▶ [WHAT YOU NEED TO DO]:
Below are records; transcribe only the line with "Screen reader assistance — describe where the wall" and those after it, through the last line, without any change.

▶ [RECORDS TO USE]:
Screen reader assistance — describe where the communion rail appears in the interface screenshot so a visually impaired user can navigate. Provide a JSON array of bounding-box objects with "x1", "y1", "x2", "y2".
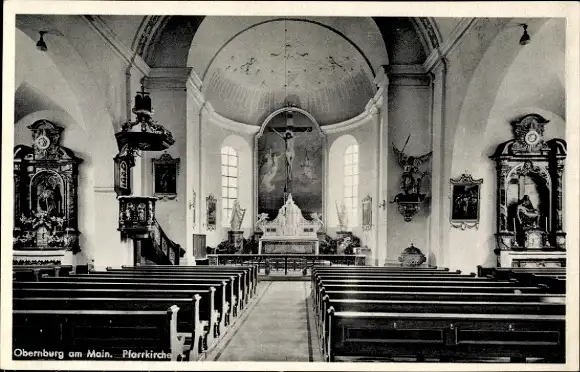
[{"x1": 207, "y1": 254, "x2": 366, "y2": 276}]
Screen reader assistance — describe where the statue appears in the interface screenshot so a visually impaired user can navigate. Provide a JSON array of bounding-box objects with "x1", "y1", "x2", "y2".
[
  {"x1": 256, "y1": 213, "x2": 270, "y2": 231},
  {"x1": 336, "y1": 201, "x2": 349, "y2": 231},
  {"x1": 270, "y1": 111, "x2": 312, "y2": 187},
  {"x1": 310, "y1": 212, "x2": 323, "y2": 229},
  {"x1": 392, "y1": 136, "x2": 432, "y2": 197},
  {"x1": 229, "y1": 200, "x2": 246, "y2": 231},
  {"x1": 517, "y1": 195, "x2": 541, "y2": 229}
]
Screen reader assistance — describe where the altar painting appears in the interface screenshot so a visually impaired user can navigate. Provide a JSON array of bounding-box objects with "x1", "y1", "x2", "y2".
[{"x1": 257, "y1": 112, "x2": 323, "y2": 220}]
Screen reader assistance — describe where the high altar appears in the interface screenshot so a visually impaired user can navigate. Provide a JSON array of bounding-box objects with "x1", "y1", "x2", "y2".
[{"x1": 257, "y1": 194, "x2": 323, "y2": 254}]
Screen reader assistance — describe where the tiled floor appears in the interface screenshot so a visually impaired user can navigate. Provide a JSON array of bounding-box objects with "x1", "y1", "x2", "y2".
[{"x1": 214, "y1": 281, "x2": 317, "y2": 361}]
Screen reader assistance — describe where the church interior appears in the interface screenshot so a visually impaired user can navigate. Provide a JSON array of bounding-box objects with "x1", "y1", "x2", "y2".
[{"x1": 5, "y1": 7, "x2": 578, "y2": 367}]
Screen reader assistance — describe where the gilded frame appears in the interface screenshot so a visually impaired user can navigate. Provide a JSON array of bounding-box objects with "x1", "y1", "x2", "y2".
[{"x1": 449, "y1": 174, "x2": 483, "y2": 230}]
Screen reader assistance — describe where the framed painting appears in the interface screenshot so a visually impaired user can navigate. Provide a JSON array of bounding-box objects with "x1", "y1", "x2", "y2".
[
  {"x1": 152, "y1": 153, "x2": 180, "y2": 200},
  {"x1": 450, "y1": 174, "x2": 483, "y2": 230},
  {"x1": 362, "y1": 195, "x2": 372, "y2": 231},
  {"x1": 206, "y1": 194, "x2": 217, "y2": 231}
]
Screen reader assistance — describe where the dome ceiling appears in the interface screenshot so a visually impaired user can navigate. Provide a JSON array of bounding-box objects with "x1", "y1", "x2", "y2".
[{"x1": 201, "y1": 20, "x2": 376, "y2": 125}]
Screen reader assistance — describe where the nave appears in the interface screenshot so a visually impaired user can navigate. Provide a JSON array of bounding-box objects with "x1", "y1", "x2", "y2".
[{"x1": 12, "y1": 263, "x2": 566, "y2": 363}]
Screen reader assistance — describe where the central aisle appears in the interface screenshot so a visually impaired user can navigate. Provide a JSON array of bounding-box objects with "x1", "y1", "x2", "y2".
[{"x1": 213, "y1": 281, "x2": 318, "y2": 361}]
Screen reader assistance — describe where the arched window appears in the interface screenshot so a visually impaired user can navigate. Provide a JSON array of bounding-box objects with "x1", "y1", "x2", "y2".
[
  {"x1": 343, "y1": 144, "x2": 359, "y2": 225},
  {"x1": 221, "y1": 146, "x2": 238, "y2": 226}
]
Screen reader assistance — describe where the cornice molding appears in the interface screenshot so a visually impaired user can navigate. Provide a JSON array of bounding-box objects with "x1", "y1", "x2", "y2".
[
  {"x1": 424, "y1": 18, "x2": 477, "y2": 72},
  {"x1": 82, "y1": 16, "x2": 150, "y2": 76},
  {"x1": 206, "y1": 106, "x2": 260, "y2": 135},
  {"x1": 93, "y1": 186, "x2": 116, "y2": 194},
  {"x1": 144, "y1": 67, "x2": 193, "y2": 90},
  {"x1": 387, "y1": 64, "x2": 430, "y2": 86}
]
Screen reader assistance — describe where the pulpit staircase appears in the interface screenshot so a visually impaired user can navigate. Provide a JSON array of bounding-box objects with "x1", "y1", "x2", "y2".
[{"x1": 118, "y1": 196, "x2": 185, "y2": 265}]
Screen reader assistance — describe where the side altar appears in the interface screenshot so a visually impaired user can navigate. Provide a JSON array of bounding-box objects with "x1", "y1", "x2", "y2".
[{"x1": 257, "y1": 194, "x2": 323, "y2": 255}]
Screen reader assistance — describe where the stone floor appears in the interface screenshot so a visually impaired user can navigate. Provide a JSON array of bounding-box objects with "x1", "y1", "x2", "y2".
[{"x1": 211, "y1": 281, "x2": 321, "y2": 362}]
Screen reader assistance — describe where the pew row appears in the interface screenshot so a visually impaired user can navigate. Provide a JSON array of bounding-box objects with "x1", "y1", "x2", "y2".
[{"x1": 13, "y1": 306, "x2": 183, "y2": 361}]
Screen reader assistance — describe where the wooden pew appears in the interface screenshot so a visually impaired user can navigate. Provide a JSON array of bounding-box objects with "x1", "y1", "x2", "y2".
[
  {"x1": 120, "y1": 265, "x2": 259, "y2": 295},
  {"x1": 325, "y1": 309, "x2": 565, "y2": 362},
  {"x1": 18, "y1": 279, "x2": 229, "y2": 335},
  {"x1": 113, "y1": 265, "x2": 256, "y2": 296},
  {"x1": 13, "y1": 305, "x2": 182, "y2": 361},
  {"x1": 12, "y1": 287, "x2": 217, "y2": 358},
  {"x1": 62, "y1": 274, "x2": 240, "y2": 321},
  {"x1": 88, "y1": 271, "x2": 248, "y2": 311},
  {"x1": 319, "y1": 297, "x2": 566, "y2": 357},
  {"x1": 312, "y1": 266, "x2": 566, "y2": 362},
  {"x1": 106, "y1": 268, "x2": 254, "y2": 305},
  {"x1": 13, "y1": 264, "x2": 73, "y2": 281}
]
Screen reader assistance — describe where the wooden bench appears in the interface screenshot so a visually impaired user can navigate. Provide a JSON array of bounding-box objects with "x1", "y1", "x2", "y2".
[
  {"x1": 13, "y1": 306, "x2": 182, "y2": 361},
  {"x1": 319, "y1": 297, "x2": 566, "y2": 358},
  {"x1": 58, "y1": 274, "x2": 239, "y2": 322},
  {"x1": 18, "y1": 279, "x2": 229, "y2": 335},
  {"x1": 119, "y1": 265, "x2": 258, "y2": 296},
  {"x1": 108, "y1": 268, "x2": 254, "y2": 305},
  {"x1": 90, "y1": 271, "x2": 249, "y2": 310},
  {"x1": 13, "y1": 264, "x2": 73, "y2": 281},
  {"x1": 325, "y1": 310, "x2": 565, "y2": 362}
]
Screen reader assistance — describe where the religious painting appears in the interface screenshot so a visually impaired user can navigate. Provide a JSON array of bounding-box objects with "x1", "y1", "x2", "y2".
[
  {"x1": 450, "y1": 174, "x2": 483, "y2": 230},
  {"x1": 361, "y1": 195, "x2": 372, "y2": 231},
  {"x1": 256, "y1": 109, "x2": 324, "y2": 221},
  {"x1": 206, "y1": 194, "x2": 217, "y2": 231},
  {"x1": 152, "y1": 153, "x2": 180, "y2": 200}
]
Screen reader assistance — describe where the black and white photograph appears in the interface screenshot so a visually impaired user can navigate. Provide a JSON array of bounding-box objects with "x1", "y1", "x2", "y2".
[{"x1": 1, "y1": 1, "x2": 579, "y2": 371}]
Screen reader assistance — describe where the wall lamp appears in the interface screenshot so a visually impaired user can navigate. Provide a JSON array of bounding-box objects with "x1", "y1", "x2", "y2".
[
  {"x1": 36, "y1": 31, "x2": 47, "y2": 51},
  {"x1": 519, "y1": 24, "x2": 531, "y2": 46}
]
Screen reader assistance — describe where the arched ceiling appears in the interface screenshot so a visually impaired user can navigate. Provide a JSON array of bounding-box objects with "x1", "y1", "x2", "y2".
[
  {"x1": 97, "y1": 15, "x2": 442, "y2": 125},
  {"x1": 194, "y1": 18, "x2": 379, "y2": 125}
]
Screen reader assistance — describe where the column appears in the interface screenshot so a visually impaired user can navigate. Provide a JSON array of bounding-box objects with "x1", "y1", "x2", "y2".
[
  {"x1": 427, "y1": 55, "x2": 447, "y2": 267},
  {"x1": 374, "y1": 66, "x2": 389, "y2": 266}
]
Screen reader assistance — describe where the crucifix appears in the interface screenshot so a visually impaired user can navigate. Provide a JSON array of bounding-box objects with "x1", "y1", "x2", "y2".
[{"x1": 269, "y1": 111, "x2": 312, "y2": 198}]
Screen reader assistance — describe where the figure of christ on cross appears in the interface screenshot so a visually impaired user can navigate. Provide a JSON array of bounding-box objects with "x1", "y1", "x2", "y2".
[{"x1": 270, "y1": 113, "x2": 312, "y2": 192}]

▶ [EXERCISE OUTPUT]:
Screen reader assistance — describe where the wall lamp appears in the interface screenshot so a visually impaired user can navigate. Provide a JSON array of bounding-box objects with "x1", "y1", "x2", "y2".
[
  {"x1": 36, "y1": 31, "x2": 47, "y2": 51},
  {"x1": 519, "y1": 24, "x2": 531, "y2": 46}
]
Screen reader assistance — describe where the arched ceiling appears in the interface screenshot so a visually impaired user can navigate. Provide a JSON array of bounding-box objects with "x1", "y1", "x2", "y2".
[
  {"x1": 97, "y1": 15, "x2": 442, "y2": 125},
  {"x1": 194, "y1": 18, "x2": 379, "y2": 125}
]
Screen reader assistance — describe where the column appears in the interface screenshot so a visually impaired user can navigate. Provide a JSON array of bounding-box objects with "x1", "y1", "x2", "y2".
[
  {"x1": 427, "y1": 55, "x2": 447, "y2": 267},
  {"x1": 374, "y1": 66, "x2": 389, "y2": 266}
]
Screen reader assistance — describe where the crucifix appears in the interface screenshot so a visually impaired user can navigate. Provide a JSON array of bounding-box objects with "x1", "y1", "x2", "y2".
[{"x1": 269, "y1": 111, "x2": 312, "y2": 198}]
Screen reader assistance — describe where the figure of christ on cross appears in the interface screenshot so a visually impaired user can navigate. Provide a JSON array of bounding-box objects with "x1", "y1", "x2", "y2".
[{"x1": 270, "y1": 113, "x2": 312, "y2": 192}]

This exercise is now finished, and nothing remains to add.